(Excerpts from point annotation data)
--- Start ---
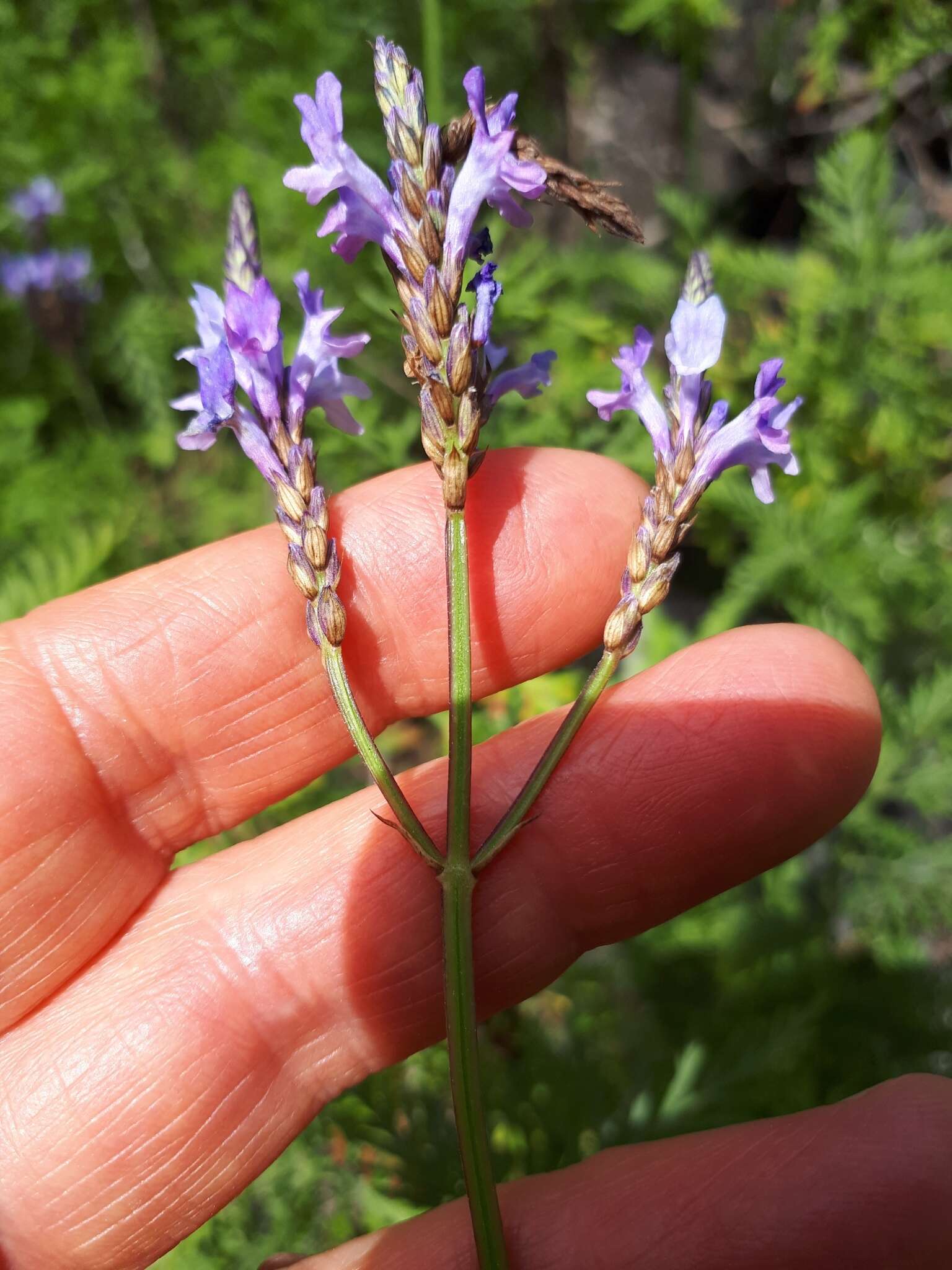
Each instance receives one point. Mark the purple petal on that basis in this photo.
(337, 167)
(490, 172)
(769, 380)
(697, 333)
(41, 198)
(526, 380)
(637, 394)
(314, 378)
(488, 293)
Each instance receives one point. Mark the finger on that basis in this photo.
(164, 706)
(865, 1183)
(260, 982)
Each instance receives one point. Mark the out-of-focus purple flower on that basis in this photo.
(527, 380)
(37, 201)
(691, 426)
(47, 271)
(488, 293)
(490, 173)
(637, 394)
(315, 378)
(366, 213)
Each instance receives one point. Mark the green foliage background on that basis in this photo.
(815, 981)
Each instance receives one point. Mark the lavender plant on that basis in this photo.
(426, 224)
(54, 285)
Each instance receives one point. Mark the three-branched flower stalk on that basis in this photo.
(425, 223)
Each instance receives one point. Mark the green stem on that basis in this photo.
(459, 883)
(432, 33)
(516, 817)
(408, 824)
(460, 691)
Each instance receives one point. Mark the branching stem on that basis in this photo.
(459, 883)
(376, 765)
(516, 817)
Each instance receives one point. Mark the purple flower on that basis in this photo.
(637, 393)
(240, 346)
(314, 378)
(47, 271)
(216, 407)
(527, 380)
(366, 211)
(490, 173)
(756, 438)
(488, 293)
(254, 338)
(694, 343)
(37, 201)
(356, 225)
--- End ---
Exercise: Print each line of the material above exactly, with the pictures removed from your copy.

Exercise output:
Each instance receives one point. Mark the purple petal on that basis in this photo.
(337, 167)
(490, 172)
(769, 380)
(697, 333)
(41, 198)
(526, 380)
(637, 394)
(314, 378)
(488, 293)
Each instance receives one point. Mark the finger on that basis in this photo.
(164, 706)
(865, 1183)
(260, 982)
Each instance receives one point. Mark the out-of-focus purple flower on that basis in this photo.
(527, 380)
(37, 201)
(691, 426)
(47, 271)
(488, 293)
(490, 173)
(637, 394)
(315, 378)
(366, 213)
Each instance receives one point. Mark the green foliage background on that basis in this photo.
(815, 981)
Each instance receives one point. Mark the lavender plant on that basis in this photo.
(426, 224)
(54, 285)
Each instance receives one point. Mark the three-branched flower stalk on that basis in this photo.
(425, 223)
Each instance receives one point. Mark the green stem on that basis in this photo.
(459, 883)
(432, 33)
(516, 817)
(408, 824)
(460, 691)
Each instance receives one point. Mark the branching stem on that basis in this photo.
(459, 883)
(376, 765)
(516, 817)
Each instance receives one point. Mark the purple flower on that basis in this photo.
(637, 393)
(240, 346)
(314, 378)
(47, 271)
(216, 407)
(527, 380)
(366, 211)
(490, 173)
(756, 438)
(488, 293)
(254, 338)
(694, 343)
(37, 201)
(356, 225)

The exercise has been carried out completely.